Copy out everything from the line containing "find man's hand" down to the line containing "[228,0,333,300]", replacing "concrete ground" with "asphalt pavement" and leaving the rest unchanged.

Provided data:
++++

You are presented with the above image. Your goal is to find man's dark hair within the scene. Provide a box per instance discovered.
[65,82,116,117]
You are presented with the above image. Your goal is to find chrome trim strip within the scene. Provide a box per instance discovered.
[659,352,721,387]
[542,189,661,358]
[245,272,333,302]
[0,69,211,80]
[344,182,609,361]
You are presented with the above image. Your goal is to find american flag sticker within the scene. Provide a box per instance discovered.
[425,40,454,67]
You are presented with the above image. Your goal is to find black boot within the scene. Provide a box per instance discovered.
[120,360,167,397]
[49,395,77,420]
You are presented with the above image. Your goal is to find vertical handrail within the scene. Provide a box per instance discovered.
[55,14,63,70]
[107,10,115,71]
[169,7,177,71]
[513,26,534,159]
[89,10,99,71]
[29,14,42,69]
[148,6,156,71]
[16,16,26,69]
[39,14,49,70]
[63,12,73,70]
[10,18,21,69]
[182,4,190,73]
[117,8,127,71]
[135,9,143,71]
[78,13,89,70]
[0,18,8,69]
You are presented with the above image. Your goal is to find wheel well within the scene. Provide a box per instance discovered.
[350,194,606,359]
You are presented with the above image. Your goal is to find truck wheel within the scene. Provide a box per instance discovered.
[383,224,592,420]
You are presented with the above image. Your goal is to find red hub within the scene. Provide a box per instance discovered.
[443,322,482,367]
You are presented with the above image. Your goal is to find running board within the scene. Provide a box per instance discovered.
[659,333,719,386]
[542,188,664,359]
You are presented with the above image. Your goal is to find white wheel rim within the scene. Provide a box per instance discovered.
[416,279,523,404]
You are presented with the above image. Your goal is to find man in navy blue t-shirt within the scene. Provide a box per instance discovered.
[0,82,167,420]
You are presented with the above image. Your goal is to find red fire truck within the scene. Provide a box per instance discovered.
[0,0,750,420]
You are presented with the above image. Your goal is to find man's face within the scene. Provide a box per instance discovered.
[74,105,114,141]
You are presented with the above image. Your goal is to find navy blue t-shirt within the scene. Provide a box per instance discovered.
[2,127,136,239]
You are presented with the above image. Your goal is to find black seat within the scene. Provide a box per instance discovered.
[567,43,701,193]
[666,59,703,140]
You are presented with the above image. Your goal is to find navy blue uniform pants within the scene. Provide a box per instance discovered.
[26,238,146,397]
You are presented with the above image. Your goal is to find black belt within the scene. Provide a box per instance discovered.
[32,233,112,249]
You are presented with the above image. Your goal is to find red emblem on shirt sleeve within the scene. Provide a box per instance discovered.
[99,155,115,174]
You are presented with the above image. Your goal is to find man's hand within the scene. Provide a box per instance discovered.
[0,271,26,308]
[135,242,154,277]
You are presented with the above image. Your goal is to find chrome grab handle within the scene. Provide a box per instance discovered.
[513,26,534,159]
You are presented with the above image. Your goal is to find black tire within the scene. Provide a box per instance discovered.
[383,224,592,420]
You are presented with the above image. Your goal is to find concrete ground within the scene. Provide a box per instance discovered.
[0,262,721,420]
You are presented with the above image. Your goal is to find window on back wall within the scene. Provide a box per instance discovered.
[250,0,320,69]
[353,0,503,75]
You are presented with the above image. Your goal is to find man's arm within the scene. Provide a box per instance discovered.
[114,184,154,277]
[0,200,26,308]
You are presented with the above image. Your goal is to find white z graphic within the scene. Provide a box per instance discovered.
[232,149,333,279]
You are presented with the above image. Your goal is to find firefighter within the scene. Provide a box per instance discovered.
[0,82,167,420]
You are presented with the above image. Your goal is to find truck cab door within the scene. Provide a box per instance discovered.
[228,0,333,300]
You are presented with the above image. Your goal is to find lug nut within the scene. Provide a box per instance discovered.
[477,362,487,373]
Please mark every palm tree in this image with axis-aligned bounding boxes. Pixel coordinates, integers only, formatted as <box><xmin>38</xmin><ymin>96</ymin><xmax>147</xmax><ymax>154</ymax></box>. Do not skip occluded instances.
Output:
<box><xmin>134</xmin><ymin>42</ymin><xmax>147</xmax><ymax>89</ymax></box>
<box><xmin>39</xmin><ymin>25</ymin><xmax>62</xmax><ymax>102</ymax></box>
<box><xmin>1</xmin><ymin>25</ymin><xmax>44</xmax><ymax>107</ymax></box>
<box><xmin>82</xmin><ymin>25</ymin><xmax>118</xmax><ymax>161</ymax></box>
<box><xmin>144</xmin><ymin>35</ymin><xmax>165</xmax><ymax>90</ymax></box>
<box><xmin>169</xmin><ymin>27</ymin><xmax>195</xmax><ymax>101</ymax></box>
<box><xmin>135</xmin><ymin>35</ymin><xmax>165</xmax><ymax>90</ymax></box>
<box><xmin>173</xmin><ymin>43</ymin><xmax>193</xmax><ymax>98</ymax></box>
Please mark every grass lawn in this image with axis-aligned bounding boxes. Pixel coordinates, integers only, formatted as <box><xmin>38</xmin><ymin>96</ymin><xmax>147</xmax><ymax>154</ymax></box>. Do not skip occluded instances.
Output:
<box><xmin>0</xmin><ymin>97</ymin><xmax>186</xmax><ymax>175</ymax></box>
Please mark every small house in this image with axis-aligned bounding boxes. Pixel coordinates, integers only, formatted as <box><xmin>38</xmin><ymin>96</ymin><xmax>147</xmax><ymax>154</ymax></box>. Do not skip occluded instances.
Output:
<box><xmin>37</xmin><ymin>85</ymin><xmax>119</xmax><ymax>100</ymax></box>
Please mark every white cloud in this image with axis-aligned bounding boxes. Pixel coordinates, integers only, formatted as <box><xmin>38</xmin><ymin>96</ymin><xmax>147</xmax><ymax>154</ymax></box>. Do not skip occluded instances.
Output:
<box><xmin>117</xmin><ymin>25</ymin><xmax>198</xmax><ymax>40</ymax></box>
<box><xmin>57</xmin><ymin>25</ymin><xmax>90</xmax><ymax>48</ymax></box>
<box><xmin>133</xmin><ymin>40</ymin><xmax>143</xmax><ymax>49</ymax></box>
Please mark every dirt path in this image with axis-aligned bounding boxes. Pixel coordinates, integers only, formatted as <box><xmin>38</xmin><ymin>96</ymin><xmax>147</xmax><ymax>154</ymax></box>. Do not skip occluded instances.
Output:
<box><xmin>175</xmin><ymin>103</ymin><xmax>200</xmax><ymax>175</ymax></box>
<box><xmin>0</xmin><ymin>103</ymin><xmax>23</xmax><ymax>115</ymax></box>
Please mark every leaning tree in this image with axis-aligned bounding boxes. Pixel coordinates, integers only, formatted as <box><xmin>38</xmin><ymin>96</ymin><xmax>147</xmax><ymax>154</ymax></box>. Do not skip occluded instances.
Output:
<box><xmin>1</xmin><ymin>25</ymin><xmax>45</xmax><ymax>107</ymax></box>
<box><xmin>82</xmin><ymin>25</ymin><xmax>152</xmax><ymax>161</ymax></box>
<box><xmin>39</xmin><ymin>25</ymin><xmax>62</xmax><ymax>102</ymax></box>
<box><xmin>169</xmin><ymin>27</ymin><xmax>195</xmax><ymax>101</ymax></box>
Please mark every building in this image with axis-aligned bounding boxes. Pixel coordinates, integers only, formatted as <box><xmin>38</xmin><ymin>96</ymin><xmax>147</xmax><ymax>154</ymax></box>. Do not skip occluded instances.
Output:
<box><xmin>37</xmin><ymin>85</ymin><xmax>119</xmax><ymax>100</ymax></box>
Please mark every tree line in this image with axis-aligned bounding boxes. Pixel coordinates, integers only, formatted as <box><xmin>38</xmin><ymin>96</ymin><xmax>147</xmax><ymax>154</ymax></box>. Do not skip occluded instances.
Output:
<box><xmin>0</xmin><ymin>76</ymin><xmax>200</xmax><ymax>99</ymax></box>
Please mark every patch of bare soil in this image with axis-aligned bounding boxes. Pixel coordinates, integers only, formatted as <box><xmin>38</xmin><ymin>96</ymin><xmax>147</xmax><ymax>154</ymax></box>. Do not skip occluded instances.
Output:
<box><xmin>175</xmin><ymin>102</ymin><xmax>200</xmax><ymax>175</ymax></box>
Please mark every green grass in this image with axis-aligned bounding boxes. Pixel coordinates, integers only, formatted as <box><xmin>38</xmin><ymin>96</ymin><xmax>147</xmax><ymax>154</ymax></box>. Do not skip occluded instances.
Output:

++++

Written solution:
You are presented with the above image. Your goal is to find man's hand within the scene. Provide a box per instance discovered.
[0,271,26,308]
[135,242,154,277]
You are presented with the above image. Your goal is to find chrome grab handle within the scene. Provide a box per instance discovered.
[513,26,534,159]
You are presented with the above image. Your goal is to find black tire within the scene. Provide a box per instance discovered.
[383,224,592,420]
You are presented with the above image. Your goal is to find asphalt pavement within the scene. Provide a box per instance discovered.
[0,262,721,420]
You are presented with the above image. Your goal is to find window on back wall within the scene. Provide a box per instance discovered.
[250,0,320,69]
[353,0,503,75]
You are presented with the above image. Your goal is to find man's arm within the scene. Provide a box per instance discovered.
[114,184,154,277]
[0,200,26,308]
You are presented with the above image. Your goal is to find white z graphic within the scene. Provide a box per instance discovered.
[232,149,333,279]
You are presented with the above image. Your goal is to find firefighter within the scene. Provide a box per instance discovered.
[0,82,167,420]
You are presented with the above image. Your goal is to find truck cab door within the scene. Provide a box per instance discovered.
[228,0,333,300]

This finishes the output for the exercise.